• **Directions for this task**
The lines to extract begin at the one containing "and I really need to know where the street name" and run to the end of the listing; set them down exactly and alone.

• **Information provided**
************

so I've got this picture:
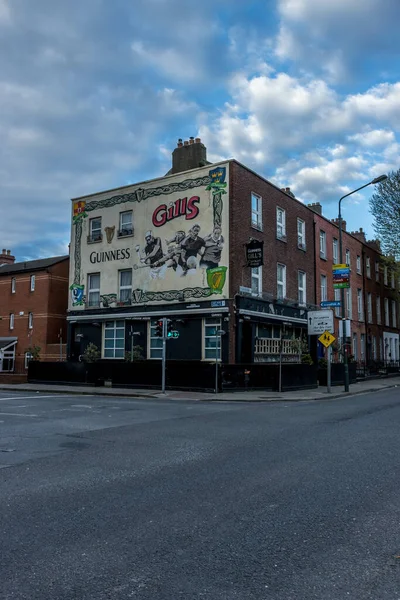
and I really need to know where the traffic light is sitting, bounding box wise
[154,319,163,337]
[167,319,174,338]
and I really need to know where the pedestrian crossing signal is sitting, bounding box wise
[154,320,163,337]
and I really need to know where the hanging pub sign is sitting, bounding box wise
[246,239,264,268]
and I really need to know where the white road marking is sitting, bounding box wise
[0,395,94,401]
[0,412,38,417]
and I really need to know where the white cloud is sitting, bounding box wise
[201,70,400,204]
[349,129,395,148]
[0,0,10,23]
[275,0,400,82]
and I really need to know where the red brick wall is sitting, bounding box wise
[229,161,316,300]
[228,161,316,362]
[0,258,69,371]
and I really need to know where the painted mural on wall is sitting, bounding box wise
[69,164,229,308]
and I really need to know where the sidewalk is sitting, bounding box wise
[0,376,399,402]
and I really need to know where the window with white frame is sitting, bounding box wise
[277,263,286,299]
[391,271,395,288]
[352,333,358,361]
[24,352,33,369]
[87,273,100,307]
[356,255,361,274]
[332,238,338,264]
[346,288,352,319]
[297,218,306,249]
[375,261,379,282]
[9,313,14,330]
[361,334,365,362]
[104,320,125,358]
[320,274,327,302]
[298,271,306,305]
[89,217,102,242]
[384,266,388,286]
[119,270,132,303]
[319,230,326,259]
[366,257,371,278]
[251,193,262,230]
[376,296,381,324]
[384,297,389,326]
[119,211,133,237]
[251,266,262,296]
[392,300,397,328]
[334,288,341,317]
[149,321,163,359]
[372,336,377,360]
[30,275,35,291]
[28,312,33,329]
[276,207,286,240]
[203,318,222,360]
[357,289,363,321]
[345,249,350,267]
[367,293,372,323]
[11,277,16,293]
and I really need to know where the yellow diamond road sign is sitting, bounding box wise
[318,330,336,348]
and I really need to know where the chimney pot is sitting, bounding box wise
[7,250,10,255]
[183,140,189,146]
[1,249,5,254]
[195,137,201,143]
[177,139,183,147]
[189,137,194,144]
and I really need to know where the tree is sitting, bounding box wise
[370,169,400,260]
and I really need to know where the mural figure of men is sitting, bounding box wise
[153,231,186,275]
[141,231,163,266]
[181,224,205,269]
[200,225,224,269]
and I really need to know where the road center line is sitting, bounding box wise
[0,395,93,401]
[0,412,38,417]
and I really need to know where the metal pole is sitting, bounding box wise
[327,344,332,393]
[279,335,282,393]
[338,201,349,392]
[59,328,62,362]
[337,175,387,391]
[130,327,134,362]
[161,317,166,394]
[215,331,219,394]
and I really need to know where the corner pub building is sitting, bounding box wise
[67,138,316,369]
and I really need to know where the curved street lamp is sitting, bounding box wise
[338,174,388,392]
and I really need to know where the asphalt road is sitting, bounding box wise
[1,389,400,599]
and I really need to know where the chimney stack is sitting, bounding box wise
[0,248,15,265]
[331,218,346,231]
[350,227,366,243]
[307,202,322,215]
[171,137,208,174]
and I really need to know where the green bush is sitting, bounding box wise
[82,343,100,363]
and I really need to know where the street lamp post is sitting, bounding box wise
[338,174,387,391]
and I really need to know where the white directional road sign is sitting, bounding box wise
[307,310,334,335]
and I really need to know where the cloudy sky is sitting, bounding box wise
[1,0,399,260]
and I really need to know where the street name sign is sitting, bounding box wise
[307,310,334,335]
[321,300,341,308]
[318,330,336,348]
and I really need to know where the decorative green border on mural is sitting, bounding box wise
[73,170,227,302]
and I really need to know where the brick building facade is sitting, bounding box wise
[310,205,399,364]
[67,139,318,366]
[66,139,399,369]
[0,252,69,375]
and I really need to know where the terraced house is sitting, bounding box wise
[0,251,69,380]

************

• **Expected answer**
and I really need to know where the street name sign is sitting, bounding box wise
[307,310,334,335]
[321,300,341,308]
[318,330,336,348]
and I really need to know where the decorative green border on mural is sitting, bounding box wise
[73,170,227,302]
and I really need to know where the brick building facade is sitting, bounding box wise
[310,205,399,364]
[67,139,318,366]
[66,139,399,369]
[0,252,69,375]
and I really need to know where the terraced house is sitting, bounding box wise
[0,251,69,380]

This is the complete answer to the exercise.